Provided records:
----------------
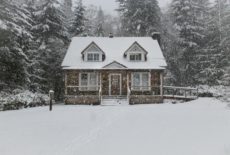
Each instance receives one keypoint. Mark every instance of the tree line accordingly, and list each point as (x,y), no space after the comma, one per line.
(34,37)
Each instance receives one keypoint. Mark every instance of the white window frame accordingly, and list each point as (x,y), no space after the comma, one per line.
(93,56)
(88,87)
(141,88)
(136,54)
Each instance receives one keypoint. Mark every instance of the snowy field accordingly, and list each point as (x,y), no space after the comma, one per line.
(199,127)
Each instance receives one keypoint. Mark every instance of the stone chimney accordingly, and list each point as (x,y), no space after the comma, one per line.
(157,36)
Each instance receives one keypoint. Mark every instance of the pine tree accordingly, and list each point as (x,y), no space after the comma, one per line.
(14,44)
(51,41)
(190,28)
(78,24)
(139,17)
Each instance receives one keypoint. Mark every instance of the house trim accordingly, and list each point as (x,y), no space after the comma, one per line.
(135,43)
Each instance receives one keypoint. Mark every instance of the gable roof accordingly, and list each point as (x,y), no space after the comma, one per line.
(114,65)
(92,44)
(114,49)
(133,45)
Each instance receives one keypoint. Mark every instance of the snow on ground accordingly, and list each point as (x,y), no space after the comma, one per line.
(200,127)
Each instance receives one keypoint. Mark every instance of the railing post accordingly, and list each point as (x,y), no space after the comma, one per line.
(161,86)
(197,93)
(65,82)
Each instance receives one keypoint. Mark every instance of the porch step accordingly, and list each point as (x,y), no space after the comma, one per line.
(114,102)
(114,97)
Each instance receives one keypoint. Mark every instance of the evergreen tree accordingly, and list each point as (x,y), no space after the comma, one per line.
(78,24)
(186,18)
(139,17)
(51,41)
(14,39)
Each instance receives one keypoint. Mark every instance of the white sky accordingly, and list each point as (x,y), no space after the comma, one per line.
(110,5)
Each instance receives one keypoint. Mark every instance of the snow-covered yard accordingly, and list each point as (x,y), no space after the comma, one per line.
(200,127)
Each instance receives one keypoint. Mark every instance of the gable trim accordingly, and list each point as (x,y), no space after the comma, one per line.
(116,63)
(137,45)
(92,43)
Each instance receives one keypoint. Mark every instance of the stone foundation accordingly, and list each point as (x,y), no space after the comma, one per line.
(82,100)
(145,99)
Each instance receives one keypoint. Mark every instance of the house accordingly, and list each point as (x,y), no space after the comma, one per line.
(109,67)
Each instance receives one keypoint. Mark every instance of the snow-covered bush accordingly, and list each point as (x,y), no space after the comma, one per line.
(221,92)
(21,99)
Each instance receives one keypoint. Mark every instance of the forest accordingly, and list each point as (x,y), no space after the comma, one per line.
(35,35)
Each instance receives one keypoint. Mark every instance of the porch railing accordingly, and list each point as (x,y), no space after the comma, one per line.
(168,91)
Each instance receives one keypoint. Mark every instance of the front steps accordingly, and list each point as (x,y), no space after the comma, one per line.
(114,100)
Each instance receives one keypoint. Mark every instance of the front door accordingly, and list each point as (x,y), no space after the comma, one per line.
(115,84)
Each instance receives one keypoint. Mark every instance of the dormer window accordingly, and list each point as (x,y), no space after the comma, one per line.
(93,57)
(93,53)
(136,53)
(135,57)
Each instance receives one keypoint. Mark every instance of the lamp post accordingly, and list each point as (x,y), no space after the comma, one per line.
(51,95)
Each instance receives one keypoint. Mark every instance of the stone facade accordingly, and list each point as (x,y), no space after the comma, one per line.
(75,96)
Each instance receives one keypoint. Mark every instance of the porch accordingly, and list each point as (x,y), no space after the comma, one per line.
(121,85)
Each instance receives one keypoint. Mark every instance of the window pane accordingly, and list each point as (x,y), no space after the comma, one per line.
(93,81)
(135,57)
(138,57)
(145,81)
(90,57)
(132,57)
(96,57)
(84,81)
(136,81)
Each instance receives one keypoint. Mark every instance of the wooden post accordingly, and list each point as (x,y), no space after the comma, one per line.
(161,86)
(51,95)
(65,82)
(197,92)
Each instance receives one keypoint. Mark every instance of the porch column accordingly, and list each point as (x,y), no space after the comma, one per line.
(65,78)
(162,82)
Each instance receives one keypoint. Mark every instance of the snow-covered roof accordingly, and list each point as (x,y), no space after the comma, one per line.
(114,49)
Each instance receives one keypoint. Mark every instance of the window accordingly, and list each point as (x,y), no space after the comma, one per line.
(88,81)
(140,81)
(93,57)
(135,57)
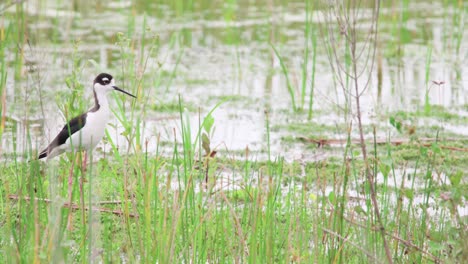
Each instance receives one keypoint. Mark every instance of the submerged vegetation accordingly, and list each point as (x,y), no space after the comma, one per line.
(336,158)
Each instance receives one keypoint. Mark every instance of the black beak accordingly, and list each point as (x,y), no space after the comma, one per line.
(122,91)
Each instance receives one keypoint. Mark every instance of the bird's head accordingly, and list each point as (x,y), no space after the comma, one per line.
(104,83)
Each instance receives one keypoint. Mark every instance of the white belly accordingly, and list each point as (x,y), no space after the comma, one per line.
(89,136)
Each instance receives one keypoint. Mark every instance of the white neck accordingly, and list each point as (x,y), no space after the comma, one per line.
(100,101)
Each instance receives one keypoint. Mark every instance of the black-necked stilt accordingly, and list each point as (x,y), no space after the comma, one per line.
(86,130)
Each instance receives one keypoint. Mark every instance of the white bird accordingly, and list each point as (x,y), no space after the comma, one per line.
(86,130)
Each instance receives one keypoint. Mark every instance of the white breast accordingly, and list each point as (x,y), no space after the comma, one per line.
(89,136)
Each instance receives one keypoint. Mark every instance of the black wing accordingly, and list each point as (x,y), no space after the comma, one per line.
(69,129)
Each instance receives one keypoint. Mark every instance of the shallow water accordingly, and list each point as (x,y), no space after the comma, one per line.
(219,50)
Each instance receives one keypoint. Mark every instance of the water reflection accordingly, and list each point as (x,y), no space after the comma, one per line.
(211,49)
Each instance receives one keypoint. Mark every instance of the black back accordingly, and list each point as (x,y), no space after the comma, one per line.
(69,129)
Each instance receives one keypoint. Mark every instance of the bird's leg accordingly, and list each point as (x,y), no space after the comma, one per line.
(70,191)
(85,159)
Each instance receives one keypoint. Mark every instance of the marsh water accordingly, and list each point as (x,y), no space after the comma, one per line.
(212,52)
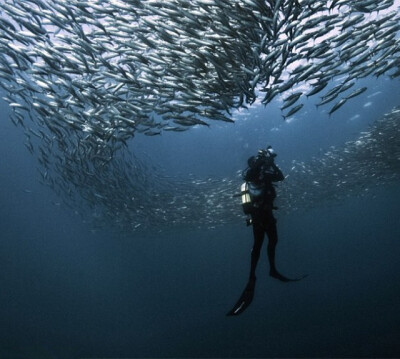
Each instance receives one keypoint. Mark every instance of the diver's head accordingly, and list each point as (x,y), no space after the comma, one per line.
(267,153)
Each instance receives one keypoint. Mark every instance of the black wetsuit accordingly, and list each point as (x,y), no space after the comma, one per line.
(263,220)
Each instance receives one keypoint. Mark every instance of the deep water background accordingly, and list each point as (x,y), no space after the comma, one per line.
(70,292)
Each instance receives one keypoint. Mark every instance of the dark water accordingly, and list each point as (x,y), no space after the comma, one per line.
(68,292)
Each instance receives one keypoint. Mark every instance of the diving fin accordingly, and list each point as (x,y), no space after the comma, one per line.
(245,299)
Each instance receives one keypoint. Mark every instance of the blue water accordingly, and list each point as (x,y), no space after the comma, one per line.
(69,292)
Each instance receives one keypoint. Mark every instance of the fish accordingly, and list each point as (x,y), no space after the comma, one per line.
(339,104)
(356,92)
(83,78)
(293,111)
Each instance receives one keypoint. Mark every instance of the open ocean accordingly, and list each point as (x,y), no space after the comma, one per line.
(69,291)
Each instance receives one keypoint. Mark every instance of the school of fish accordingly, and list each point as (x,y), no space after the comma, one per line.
(83,77)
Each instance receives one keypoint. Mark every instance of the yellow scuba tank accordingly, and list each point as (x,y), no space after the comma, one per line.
(246,199)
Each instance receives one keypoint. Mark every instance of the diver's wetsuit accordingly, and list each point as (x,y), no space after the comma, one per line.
(264,221)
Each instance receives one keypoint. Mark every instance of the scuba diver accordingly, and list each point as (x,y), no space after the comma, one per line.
(258,195)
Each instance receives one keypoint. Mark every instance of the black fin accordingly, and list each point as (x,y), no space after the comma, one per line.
(245,299)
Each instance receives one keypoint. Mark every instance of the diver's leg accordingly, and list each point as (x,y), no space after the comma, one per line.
(258,232)
(272,234)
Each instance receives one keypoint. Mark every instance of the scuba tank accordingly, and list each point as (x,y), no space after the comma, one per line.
(249,194)
(247,205)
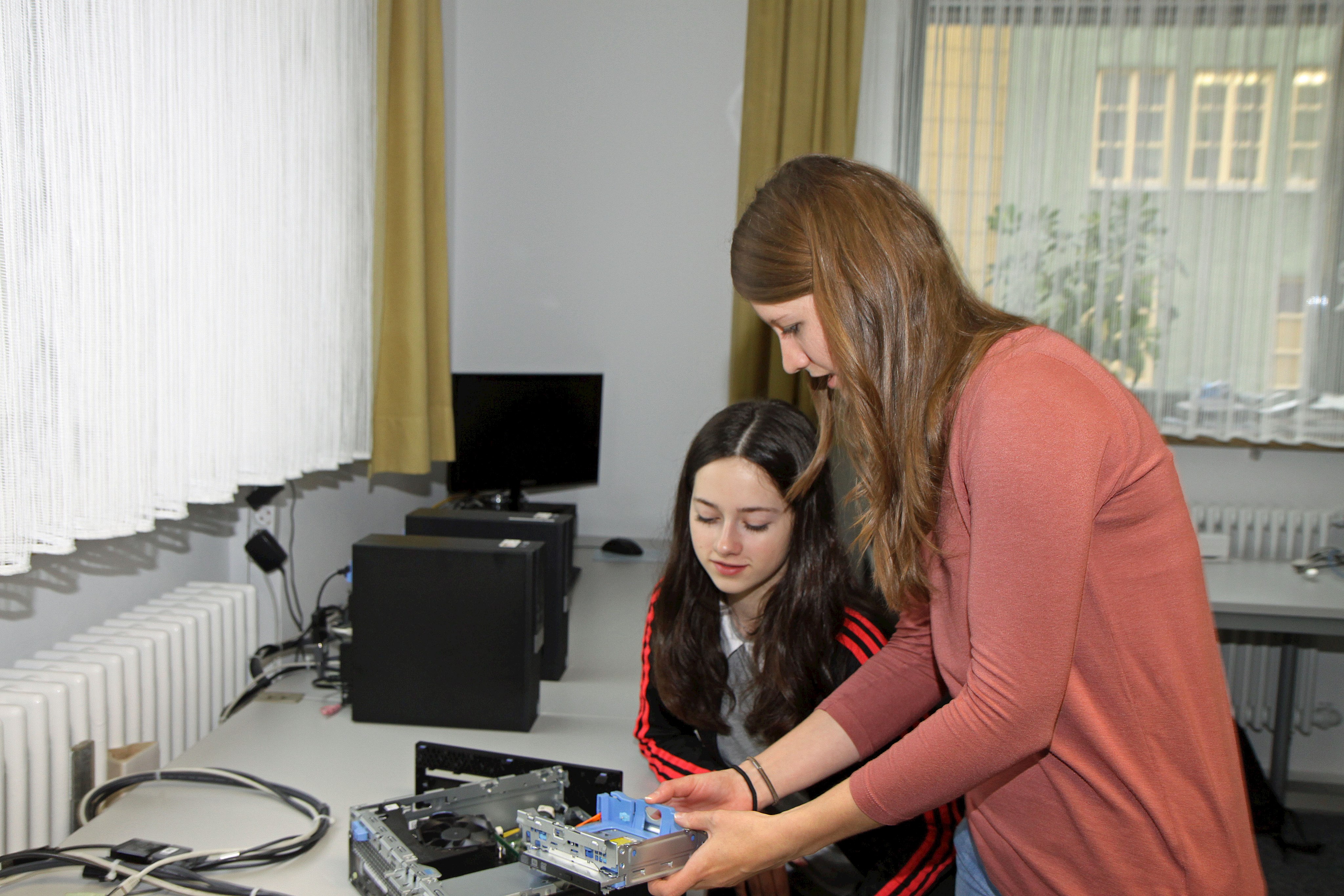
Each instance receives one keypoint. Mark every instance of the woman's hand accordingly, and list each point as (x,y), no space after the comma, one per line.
(768,883)
(741,845)
(744,844)
(704,793)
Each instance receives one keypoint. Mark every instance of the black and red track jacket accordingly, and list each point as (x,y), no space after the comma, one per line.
(904,860)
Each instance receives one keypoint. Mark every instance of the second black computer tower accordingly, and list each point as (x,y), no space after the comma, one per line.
(554,530)
(448,632)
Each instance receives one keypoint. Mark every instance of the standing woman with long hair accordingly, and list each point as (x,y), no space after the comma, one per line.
(757,618)
(1027,520)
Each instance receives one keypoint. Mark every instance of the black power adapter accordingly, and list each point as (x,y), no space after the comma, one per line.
(265,551)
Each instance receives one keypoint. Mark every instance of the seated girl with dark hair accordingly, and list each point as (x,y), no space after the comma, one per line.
(759,617)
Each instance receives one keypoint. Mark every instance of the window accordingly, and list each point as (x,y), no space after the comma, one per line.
(1288,334)
(1306,131)
(1229,130)
(1155,182)
(1132,127)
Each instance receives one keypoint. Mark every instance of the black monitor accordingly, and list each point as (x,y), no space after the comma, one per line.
(525,430)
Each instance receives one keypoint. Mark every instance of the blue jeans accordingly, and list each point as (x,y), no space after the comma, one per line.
(971,872)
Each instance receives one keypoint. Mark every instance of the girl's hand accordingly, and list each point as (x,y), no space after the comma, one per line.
(741,845)
(704,793)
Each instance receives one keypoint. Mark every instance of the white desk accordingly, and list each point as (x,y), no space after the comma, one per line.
(1272,597)
(586,719)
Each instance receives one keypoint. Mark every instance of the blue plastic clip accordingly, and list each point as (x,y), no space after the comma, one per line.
(631,816)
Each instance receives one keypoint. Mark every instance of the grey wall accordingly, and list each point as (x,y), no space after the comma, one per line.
(596,177)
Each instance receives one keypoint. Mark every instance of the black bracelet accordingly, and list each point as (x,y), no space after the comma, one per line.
(750,786)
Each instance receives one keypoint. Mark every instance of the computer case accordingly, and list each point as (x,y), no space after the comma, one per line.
(554,530)
(448,632)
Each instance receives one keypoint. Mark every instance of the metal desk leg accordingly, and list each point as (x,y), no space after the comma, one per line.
(1284,718)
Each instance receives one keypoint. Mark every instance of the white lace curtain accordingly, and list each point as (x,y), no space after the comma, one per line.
(1160,180)
(186,232)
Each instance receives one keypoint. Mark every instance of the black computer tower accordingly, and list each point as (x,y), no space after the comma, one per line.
(554,507)
(554,530)
(448,632)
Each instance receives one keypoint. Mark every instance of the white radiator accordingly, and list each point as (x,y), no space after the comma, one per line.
(1265,532)
(162,672)
(1250,663)
(1250,659)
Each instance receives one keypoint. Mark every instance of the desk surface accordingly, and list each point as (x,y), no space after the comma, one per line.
(588,719)
(1272,597)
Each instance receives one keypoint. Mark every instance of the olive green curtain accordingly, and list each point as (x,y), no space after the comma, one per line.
(413,401)
(800,96)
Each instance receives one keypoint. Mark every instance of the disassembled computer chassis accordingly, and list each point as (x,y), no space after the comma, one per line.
(601,864)
(382,865)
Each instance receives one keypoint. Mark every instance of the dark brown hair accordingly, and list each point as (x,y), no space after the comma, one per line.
(802,617)
(904,328)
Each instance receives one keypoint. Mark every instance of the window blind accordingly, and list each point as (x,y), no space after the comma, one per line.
(186,225)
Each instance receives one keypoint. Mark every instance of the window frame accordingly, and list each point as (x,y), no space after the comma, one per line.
(1131,139)
(1306,77)
(1231,80)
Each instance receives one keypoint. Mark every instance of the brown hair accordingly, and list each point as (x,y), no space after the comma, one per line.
(904,328)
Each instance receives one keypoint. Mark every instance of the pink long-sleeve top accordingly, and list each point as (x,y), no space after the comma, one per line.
(1089,723)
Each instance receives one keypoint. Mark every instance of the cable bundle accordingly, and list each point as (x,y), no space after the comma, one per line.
(183,874)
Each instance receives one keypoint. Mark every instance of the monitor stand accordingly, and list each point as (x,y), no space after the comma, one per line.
(511,500)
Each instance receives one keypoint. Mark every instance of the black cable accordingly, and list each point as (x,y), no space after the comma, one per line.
(257,687)
(342,572)
(262,855)
(33,860)
(295,617)
(293,570)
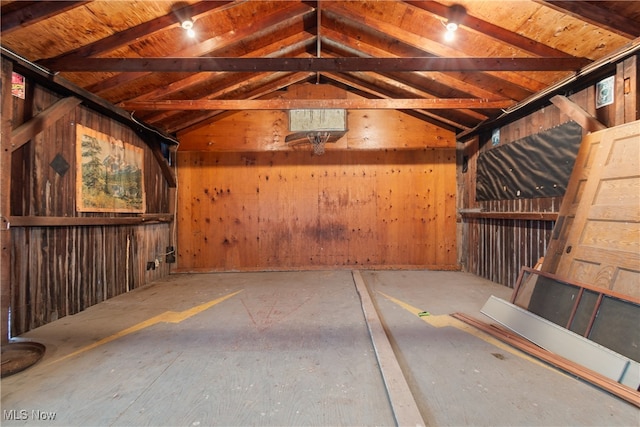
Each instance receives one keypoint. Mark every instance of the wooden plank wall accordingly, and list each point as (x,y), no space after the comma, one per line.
(294,210)
(61,270)
(496,246)
(247,201)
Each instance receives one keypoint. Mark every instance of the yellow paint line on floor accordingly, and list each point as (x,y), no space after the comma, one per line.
(444,320)
(166,317)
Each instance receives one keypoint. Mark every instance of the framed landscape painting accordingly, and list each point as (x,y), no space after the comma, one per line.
(109,174)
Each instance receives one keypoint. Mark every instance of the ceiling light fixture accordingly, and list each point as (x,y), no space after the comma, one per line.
(455,16)
(187,25)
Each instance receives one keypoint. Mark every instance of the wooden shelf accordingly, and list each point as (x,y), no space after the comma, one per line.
(65,221)
(535,216)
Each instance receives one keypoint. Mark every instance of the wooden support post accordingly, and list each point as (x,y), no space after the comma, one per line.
(575,112)
(5,199)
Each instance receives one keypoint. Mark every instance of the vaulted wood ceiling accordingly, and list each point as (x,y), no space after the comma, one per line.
(393,53)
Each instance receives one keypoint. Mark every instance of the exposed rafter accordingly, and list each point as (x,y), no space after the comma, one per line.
(291,104)
(200,64)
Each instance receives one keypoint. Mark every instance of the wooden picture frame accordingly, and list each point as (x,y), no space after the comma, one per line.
(109,174)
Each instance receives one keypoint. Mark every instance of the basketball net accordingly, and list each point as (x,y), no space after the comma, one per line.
(318,140)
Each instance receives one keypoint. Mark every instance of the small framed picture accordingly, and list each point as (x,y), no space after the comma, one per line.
(604,92)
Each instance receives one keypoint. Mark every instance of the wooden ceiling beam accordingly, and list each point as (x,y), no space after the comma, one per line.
(314,64)
(33,13)
(293,104)
(597,15)
(425,42)
(261,27)
(368,90)
(143,30)
(491,30)
(193,120)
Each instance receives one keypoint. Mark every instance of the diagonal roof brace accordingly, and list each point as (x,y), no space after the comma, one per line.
(313,64)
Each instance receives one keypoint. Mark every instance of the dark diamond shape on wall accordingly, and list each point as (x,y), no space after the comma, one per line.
(59,164)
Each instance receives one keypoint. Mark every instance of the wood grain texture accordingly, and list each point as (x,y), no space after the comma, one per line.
(64,261)
(295,210)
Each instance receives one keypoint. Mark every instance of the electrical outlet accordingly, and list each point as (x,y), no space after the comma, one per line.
(171,255)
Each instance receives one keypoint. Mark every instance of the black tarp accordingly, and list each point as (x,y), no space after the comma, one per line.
(535,166)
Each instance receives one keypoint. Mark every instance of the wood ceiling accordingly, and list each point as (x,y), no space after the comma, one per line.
(134,54)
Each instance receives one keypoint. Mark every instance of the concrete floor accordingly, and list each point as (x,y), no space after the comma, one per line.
(291,348)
----------------
Problem to solve:
With both ends included, please retype exactly the lines from the line containing "the black tarp" to the final line of the data.

Complete response:
Each instance receives one keypoint. Mark every instance of the black tarp accordingly, and list each point as (x,y), no space after the comma, one per line.
(535,166)
Each instance receives one keypoint. Mark every instance of the wood ceiling accordingly, and list each point as (x,y), no space after the comma, one per line.
(134,54)
Each instance receives one keypoint. Mark every instance of the concrete floor accordingly, and list each point as (x,y), no space after the comma, one per line.
(291,348)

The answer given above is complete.